§ YOUR TASK: Look through the data below and show every line that includes "dock".

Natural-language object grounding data
○ ○ ○ ○

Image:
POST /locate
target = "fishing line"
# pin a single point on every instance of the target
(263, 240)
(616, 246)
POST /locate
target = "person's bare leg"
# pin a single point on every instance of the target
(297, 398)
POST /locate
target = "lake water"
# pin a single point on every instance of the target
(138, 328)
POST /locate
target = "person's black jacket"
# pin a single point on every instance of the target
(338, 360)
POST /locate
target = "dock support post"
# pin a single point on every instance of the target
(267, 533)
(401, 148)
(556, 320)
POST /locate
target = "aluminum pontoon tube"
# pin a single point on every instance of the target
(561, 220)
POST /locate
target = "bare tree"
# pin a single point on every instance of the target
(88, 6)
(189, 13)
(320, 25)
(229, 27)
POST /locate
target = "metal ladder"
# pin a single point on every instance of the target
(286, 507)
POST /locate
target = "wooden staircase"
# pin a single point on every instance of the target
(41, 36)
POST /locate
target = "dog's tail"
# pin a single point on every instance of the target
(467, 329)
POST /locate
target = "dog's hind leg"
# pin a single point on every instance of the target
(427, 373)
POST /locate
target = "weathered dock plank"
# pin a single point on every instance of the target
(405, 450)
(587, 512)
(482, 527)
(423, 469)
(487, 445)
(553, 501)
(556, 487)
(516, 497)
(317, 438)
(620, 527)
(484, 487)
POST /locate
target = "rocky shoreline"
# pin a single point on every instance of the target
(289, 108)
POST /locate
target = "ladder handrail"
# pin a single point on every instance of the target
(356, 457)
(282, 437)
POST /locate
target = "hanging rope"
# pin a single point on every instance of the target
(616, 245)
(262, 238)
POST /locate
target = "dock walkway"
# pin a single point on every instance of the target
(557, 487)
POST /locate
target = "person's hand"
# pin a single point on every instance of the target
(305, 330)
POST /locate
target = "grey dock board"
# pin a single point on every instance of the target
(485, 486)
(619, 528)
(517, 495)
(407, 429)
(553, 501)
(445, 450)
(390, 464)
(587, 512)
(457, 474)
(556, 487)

○ ○ ○ ○

§ ANSWER TO THE EXERCISE:
target = "dock support post"
target = "weathered dock plank"
target = "dock walkway"
target = "grey dock board"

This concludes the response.